## PROBLEM TO SOLVE
Update the entries starting at the line that contains "Isolate the bell tower in this image." and ending at the line that contains "298;290;312;302", replacing "Isolate" with "Outline" and leaving everything else unchanged. Omit the pictures from your answer.

## MATERIAL SUPPLIED

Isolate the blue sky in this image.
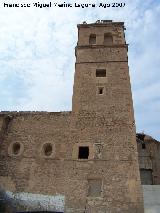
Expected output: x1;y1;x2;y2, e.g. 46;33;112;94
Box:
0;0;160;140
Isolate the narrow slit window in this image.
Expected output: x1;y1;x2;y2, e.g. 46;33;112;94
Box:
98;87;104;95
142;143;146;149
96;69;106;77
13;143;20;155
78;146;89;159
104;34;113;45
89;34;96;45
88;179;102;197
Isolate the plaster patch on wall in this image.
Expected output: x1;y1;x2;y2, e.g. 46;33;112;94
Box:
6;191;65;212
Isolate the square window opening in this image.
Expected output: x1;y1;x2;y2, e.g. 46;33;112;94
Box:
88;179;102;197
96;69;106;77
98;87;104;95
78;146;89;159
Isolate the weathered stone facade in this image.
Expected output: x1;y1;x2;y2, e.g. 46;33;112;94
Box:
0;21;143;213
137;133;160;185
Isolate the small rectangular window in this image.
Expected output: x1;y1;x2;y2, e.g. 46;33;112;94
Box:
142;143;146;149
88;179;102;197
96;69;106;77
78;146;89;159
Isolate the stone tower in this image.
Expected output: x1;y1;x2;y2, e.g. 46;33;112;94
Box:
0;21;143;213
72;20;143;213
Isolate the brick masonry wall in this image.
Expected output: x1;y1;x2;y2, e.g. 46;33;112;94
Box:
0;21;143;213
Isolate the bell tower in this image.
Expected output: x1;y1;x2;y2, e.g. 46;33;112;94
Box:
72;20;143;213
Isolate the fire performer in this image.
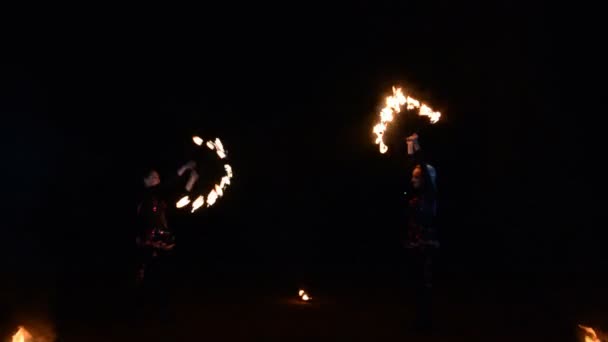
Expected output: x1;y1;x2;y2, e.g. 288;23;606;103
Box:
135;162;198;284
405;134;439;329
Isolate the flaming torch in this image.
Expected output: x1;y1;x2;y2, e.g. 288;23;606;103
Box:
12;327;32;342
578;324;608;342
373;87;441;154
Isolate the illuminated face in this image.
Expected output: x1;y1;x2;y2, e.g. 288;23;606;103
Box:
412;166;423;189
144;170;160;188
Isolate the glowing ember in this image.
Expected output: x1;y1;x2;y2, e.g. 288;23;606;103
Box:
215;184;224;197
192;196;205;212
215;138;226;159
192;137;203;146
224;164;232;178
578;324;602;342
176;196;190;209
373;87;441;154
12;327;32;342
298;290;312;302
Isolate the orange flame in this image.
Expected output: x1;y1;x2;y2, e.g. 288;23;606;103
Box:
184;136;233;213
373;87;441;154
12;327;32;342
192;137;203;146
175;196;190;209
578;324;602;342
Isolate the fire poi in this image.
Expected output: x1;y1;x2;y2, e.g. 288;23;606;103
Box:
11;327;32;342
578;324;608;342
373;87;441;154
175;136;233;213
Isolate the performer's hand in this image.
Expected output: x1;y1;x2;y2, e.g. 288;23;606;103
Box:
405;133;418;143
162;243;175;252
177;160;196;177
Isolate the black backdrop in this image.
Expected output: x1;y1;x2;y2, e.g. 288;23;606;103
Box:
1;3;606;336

## RESULT FOR THIS EXERCISE
Outline the bell tower in this image.
Expected output: x1;y1;x2;y2, e.g. 46;33;112;94
Box:
72;20;143;213
Outline the fire performer in this image.
Expected output: x1;y1;x2;y2, e.g. 288;23;606;103
Box:
135;162;198;284
405;134;439;329
Outline the flaming torch in this image.
Expected output: x1;y1;x2;y2, e.g. 288;23;606;103
Box:
12;327;32;342
578;324;608;342
373;87;441;154
Outline the illuminated face in this image.
Expected output: x1;y1;x2;y2, e.g. 288;23;606;103
Box:
412;166;423;189
144;170;160;188
Outline the glowing ember in this image.
Expected output: x1;y1;x2;y2, e.g. 288;23;606;103
Box:
215;184;224;197
192;196;205;212
215;138;226;159
192;137;203;146
224;164;232;178
578;324;602;342
176;196;190;209
373;87;441;154
12;327;32;342
298;290;312;302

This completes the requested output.